▶ [Natural language region descriptions]
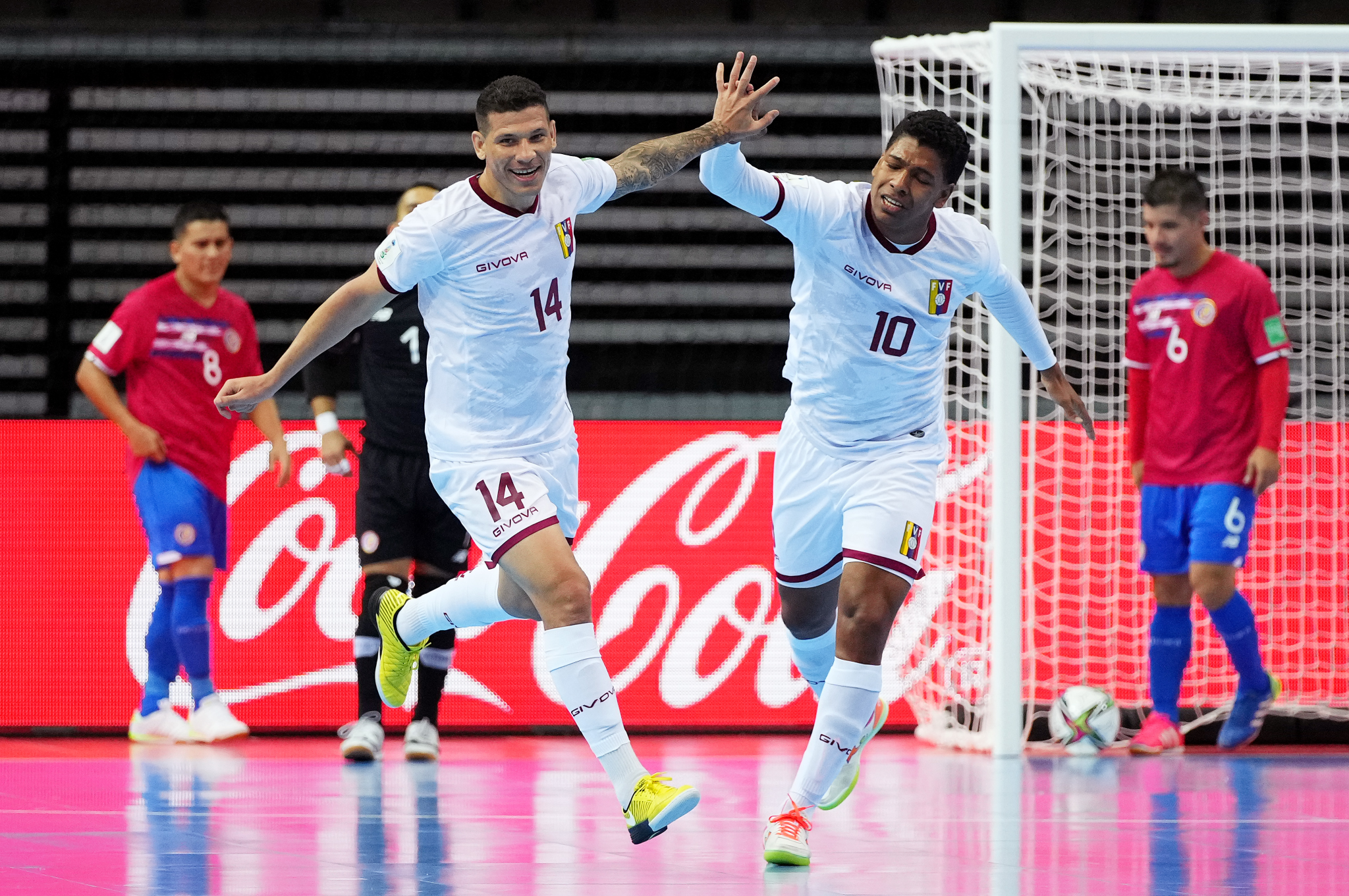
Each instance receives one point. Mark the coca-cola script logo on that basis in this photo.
(332, 561)
(676, 538)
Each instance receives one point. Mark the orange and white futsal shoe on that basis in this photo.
(1159, 735)
(784, 839)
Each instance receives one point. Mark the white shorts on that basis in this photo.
(875, 510)
(503, 500)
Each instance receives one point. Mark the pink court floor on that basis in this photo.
(536, 816)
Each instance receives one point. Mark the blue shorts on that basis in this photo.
(181, 515)
(1186, 525)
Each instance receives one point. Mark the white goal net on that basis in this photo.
(1270, 135)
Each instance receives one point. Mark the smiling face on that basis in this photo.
(203, 252)
(517, 149)
(1175, 236)
(907, 184)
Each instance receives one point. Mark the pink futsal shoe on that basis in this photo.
(1159, 735)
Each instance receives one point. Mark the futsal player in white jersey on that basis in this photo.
(493, 261)
(881, 269)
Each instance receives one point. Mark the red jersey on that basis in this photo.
(176, 355)
(1201, 340)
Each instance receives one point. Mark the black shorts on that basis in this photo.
(399, 514)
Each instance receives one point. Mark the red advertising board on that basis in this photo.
(676, 538)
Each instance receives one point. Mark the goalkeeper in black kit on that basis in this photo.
(404, 527)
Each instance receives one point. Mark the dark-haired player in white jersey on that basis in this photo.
(493, 261)
(881, 269)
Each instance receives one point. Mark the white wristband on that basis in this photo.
(325, 422)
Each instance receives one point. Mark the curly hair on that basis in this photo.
(939, 132)
(510, 93)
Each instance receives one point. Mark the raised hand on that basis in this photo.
(734, 119)
(737, 101)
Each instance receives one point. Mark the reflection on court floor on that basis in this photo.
(536, 816)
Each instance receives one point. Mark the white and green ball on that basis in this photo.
(1085, 720)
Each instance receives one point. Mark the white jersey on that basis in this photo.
(867, 341)
(495, 292)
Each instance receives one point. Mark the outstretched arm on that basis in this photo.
(734, 119)
(1009, 303)
(344, 310)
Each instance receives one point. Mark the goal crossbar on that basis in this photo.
(1000, 51)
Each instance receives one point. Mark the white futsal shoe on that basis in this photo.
(161, 727)
(422, 741)
(784, 839)
(846, 781)
(212, 721)
(363, 740)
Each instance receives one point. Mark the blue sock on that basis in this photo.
(162, 654)
(192, 635)
(1169, 654)
(1238, 625)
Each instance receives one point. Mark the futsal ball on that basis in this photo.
(1085, 720)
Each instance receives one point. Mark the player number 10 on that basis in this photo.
(885, 332)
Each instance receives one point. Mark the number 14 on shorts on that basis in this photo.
(507, 496)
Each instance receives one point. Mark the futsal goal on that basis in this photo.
(1067, 124)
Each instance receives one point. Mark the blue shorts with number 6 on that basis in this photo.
(1186, 525)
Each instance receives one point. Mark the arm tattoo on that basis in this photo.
(651, 162)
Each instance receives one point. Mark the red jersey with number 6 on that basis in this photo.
(176, 355)
(1201, 340)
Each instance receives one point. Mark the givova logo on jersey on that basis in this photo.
(566, 238)
(939, 296)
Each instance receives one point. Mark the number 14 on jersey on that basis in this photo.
(552, 305)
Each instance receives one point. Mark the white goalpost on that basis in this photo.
(1067, 122)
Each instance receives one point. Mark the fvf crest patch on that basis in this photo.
(939, 296)
(566, 238)
(912, 535)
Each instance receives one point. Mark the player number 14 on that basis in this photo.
(553, 305)
(507, 495)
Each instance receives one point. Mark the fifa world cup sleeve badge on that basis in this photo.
(939, 297)
(566, 238)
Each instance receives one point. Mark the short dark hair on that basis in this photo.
(508, 95)
(198, 211)
(1176, 186)
(939, 132)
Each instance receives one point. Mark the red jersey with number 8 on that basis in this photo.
(1201, 340)
(176, 355)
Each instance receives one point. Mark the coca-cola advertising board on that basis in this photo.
(676, 539)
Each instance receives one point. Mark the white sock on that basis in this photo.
(813, 656)
(624, 771)
(463, 602)
(572, 658)
(846, 704)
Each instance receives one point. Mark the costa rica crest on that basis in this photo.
(939, 296)
(566, 238)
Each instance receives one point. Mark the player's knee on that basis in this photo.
(568, 596)
(1215, 584)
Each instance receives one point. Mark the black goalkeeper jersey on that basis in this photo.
(391, 369)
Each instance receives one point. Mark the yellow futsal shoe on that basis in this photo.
(846, 781)
(397, 660)
(655, 804)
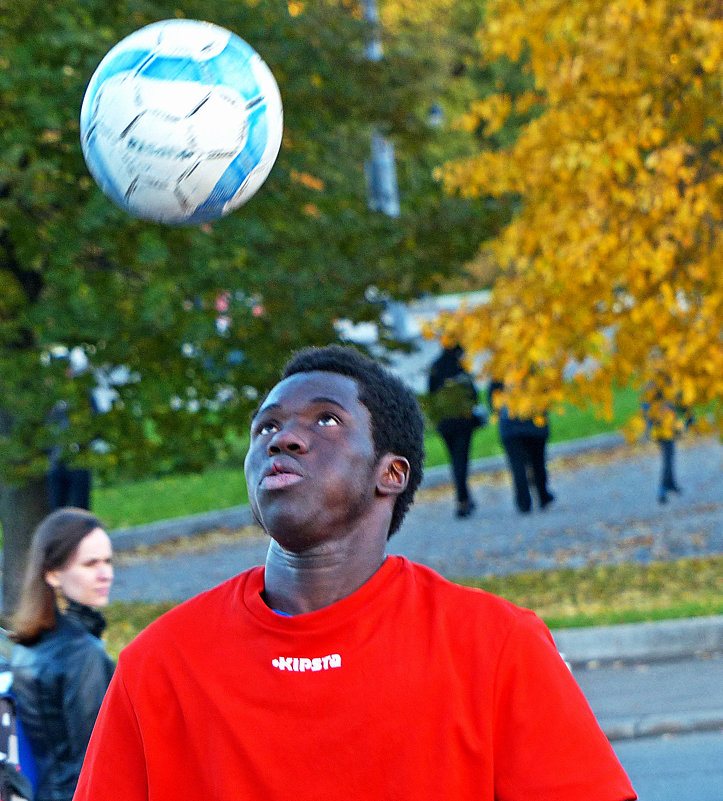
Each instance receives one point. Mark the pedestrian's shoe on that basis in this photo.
(465, 508)
(547, 500)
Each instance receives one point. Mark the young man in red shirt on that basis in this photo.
(336, 671)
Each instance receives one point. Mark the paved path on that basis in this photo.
(606, 512)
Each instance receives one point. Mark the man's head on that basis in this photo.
(395, 421)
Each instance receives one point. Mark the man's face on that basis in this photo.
(310, 468)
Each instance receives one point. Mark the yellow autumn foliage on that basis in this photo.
(612, 272)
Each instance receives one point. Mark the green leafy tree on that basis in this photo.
(78, 272)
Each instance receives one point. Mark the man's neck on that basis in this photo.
(295, 583)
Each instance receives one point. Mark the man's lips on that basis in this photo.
(281, 474)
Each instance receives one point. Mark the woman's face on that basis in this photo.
(87, 576)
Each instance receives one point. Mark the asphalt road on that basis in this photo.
(685, 767)
(606, 512)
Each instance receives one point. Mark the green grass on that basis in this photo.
(609, 594)
(586, 596)
(152, 499)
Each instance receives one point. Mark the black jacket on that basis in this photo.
(59, 683)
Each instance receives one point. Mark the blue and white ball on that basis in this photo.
(181, 122)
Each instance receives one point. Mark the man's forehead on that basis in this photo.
(313, 386)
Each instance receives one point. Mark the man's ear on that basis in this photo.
(393, 475)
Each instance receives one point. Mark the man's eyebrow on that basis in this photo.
(323, 399)
(320, 399)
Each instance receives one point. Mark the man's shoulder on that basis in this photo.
(463, 601)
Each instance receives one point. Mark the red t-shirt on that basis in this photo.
(412, 688)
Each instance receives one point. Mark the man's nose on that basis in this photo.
(289, 438)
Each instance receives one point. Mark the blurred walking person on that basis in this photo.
(453, 409)
(524, 442)
(60, 668)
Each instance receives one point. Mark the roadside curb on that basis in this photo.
(239, 516)
(632, 728)
(630, 642)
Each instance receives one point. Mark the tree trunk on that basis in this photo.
(22, 507)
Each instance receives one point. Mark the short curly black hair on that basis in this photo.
(397, 422)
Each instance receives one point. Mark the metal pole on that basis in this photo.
(380, 169)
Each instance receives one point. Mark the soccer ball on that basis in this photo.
(181, 122)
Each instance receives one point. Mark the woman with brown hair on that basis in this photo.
(60, 668)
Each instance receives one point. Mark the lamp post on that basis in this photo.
(380, 169)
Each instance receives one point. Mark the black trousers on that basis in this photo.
(68, 487)
(667, 475)
(526, 452)
(457, 436)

▶ [PROBLEM REQUIREMENTS] Repeat every entry above exactly; images stay out of the copy.

▶ [SOLUTION FOR THIS TASK]
Each instance receives one point. Mark the coca-cola script logo on that basis in this photo.
(332, 561)
(676, 538)
Each instance receives one point. Mark the orange and white futsal shoe on that basis in this photo.
(1159, 735)
(784, 839)
Each instance receives one point. Mark the white shorts on that basis in this photo.
(875, 510)
(503, 500)
Each instance receives one point. Mark the pink court floor on that basis in this photo.
(536, 816)
Each instance receives one point. Mark the blue shorts on that basis in this photo.
(181, 515)
(1186, 525)
Each instance receives one point. Mark the white goal net on that basis in this photo.
(1270, 135)
Each instance receives one point. Mark the smiling face on that basis in this photo.
(203, 252)
(517, 149)
(1175, 236)
(907, 184)
Each instance receives one point. Mark the pink futsal shoe on that basis in this photo.
(1159, 735)
Each instance receives one point. Mark the futsal player in white jersey on that basis in this photo.
(493, 261)
(881, 269)
Each instance receives one point. Mark the red jersey on that basis in this photo.
(176, 355)
(1201, 340)
Each instance receives one point. Mark the black shorts on that basis in this photo.
(399, 514)
Each instance receives one point. Mark the red advertising board on that basis in this photo.
(676, 538)
Each instance receives one point. Mark the goalkeeper in black kit on that basis in this photo.
(404, 527)
Each instance receives one point. Mark the dark-haired player in white jersey on that basis in this photo.
(493, 261)
(881, 269)
Each instance receives one point. Mark the white wristband on that basis in this photo.
(325, 422)
Each instance receives one point. Mark the curly hair on that basis in this photo.
(939, 132)
(510, 93)
Each instance receives one point. Mark the raised hand on that basis in this photo.
(734, 119)
(737, 101)
Each instance receives one point. Mark the reflection on court floor on that basis in this photo.
(536, 816)
Each instance receives one point. Mark the white and green ball on that basis in this photo.
(1085, 720)
Each instance receives one point. Mark the white jersey on that basis in this photo.
(867, 341)
(495, 292)
Each instance receives one point. Mark the outstretched arm on that basis in this photo.
(734, 119)
(1009, 303)
(344, 310)
Each instance receives one point. Mark the goal crossbar on that basis in this photo.
(1000, 51)
Each instance receives one point. Mark the white futsal shoe on that basis in this photo.
(161, 727)
(422, 741)
(784, 839)
(846, 781)
(212, 721)
(363, 740)
Each instance receives one point. Mark the blue sock on that basis in this photo.
(162, 654)
(192, 635)
(1169, 654)
(1238, 625)
Each instance receives one point. Mark the futsal ball on that basis in this photo.
(1085, 720)
Each instance receives one point. Mark the player number 10 on that basis in this photo.
(885, 332)
Each instance receives one point. Mark the number 14 on shorts on that basis in this photo.
(507, 496)
Each instance receives one point. Mark the futsal goal on that basis in this photo.
(1067, 124)
Each instance receives one point. Mark the blue shorts with number 6 on that basis in this photo.
(1186, 525)
Each instance receives one point. Mark the arm tattoo on that basis in this photo.
(651, 162)
Each instance receives one point. Mark the red jersey with number 6 on that basis in this photo.
(176, 355)
(1201, 340)
Each instance receives one point. Mark the givova logo on jersey on that basis in this photo.
(566, 238)
(939, 296)
Each instance receives one point. Mark the number 14 on jersey on that basis in this photo.
(552, 305)
Each instance receives one point. Mark the white goalpost on that basis in this photo.
(1067, 122)
Each instance receives one point. Mark the fvf crest patch on that basis in this photo.
(939, 296)
(566, 238)
(912, 535)
Each instance receives one point. Mark the player number 14 on that basis in this photo.
(553, 305)
(507, 495)
Each instance receives one point. Mark the fifa world cup sleeve badge on that basis in this photo.
(939, 297)
(566, 238)
Each instance receives one point. Mark the short dark hair on that basis in this photo.
(508, 95)
(198, 211)
(1176, 186)
(939, 132)
Each instance receives one point. Mark the red jersey with number 8 on that basis in this photo.
(1201, 340)
(176, 355)
Each instance receives one point. Mark the coca-cola advertising board on that basis in this photo.
(676, 539)
Each instance receives one point. Mark the white sock on that basis in this photo.
(813, 656)
(624, 771)
(463, 602)
(572, 658)
(846, 704)
Each instance receives one point. Mark the costa rica crest on that basis in this photo.
(939, 296)
(566, 238)
Each instance receives one point. Mark the player's knee on that basis in this photo.
(568, 596)
(1215, 584)
Each instance receives one point. Mark the black goalkeeper jersey on that basis in this photo.
(391, 369)
Each instance receives one point. Mark the yellow futsal shoe on that basis in this photo.
(846, 781)
(397, 660)
(655, 804)
Each instance receives one point. Mark the pedestrian's shoe on that basis in this photo.
(465, 508)
(547, 500)
Each instance receives one point. Mark the young man in red shirt on that basis in this photo.
(336, 671)
Each instance receives one point. Mark the paved path on that basis in this photo.
(606, 512)
Each instance receives one point. Mark the man's head on that basis in this photo.
(395, 421)
Each instance receives one point. Mark the man's face on that basis in this photo.
(310, 468)
Each instance receives one point. Mark the yellow autumn foliage on that basis in this photo.
(612, 272)
Each instance receives one point. Mark the green leafy tree on that basis in this photo.
(78, 272)
Each instance receives one point. Mark the man's neck on that basis in this photo.
(295, 583)
Each instance receives one point. Mark the man's lips on that basis in this photo.
(281, 474)
Each instance receives one point. Mark the woman's face on that basis in this photo.
(87, 576)
Each instance receives one point. Mark the asphalt road on that basis in this photo.
(685, 767)
(606, 512)
Each instance receives one point. Mark the green grass on that basis in this photo.
(609, 594)
(586, 596)
(152, 499)
Each instance receives one point. Mark the black jacket on that basis in this photo.
(59, 683)
Each instance receives one point. Mark the blue and white ball on that basis in this photo.
(181, 122)
Each instance receives one point. Mark the man's forehead on that basis in this photo.
(313, 386)
Each instance receives one point. Mark the man's ear on that basis in this photo.
(393, 475)
Each instance receives one point. Mark the man's eyebrow on that basis in this photo.
(323, 399)
(320, 399)
Each instance receives one point. Mark the man's shoulder on that basis in this photo.
(463, 601)
Each instance receives one point. Mark the red t-shirt on that basis in this photo.
(412, 688)
Each instance receives one point. Mark the man's nose on that basis in this photo.
(289, 438)
Each instance receives one point. Mark the blurred walking person on that basis in this photo.
(453, 409)
(524, 442)
(60, 668)
Each instance receives one point. Mark the roadside curb on that basis in this photo.
(239, 516)
(632, 728)
(630, 642)
Each instance receives one point. Mark the tree trunk on that basis in this photo.
(22, 507)
Each instance receives one point. Mark the short curly black hair on that basis in this photo.
(397, 422)
Each instance receives one point. Mark the metal pole on that basis in this photo.
(380, 169)
Each instance receives one point. Mark the soccer ball on that basis in this photo.
(181, 122)
Each instance receives one point. Mark the woman with brown hair on that basis in this photo.
(60, 668)
Each instance receives one point. Mark the lamp post on that basis in this photo.
(380, 169)
Each instance receives one point. Mark the black trousers on that basis in this photo.
(68, 487)
(667, 475)
(526, 452)
(457, 436)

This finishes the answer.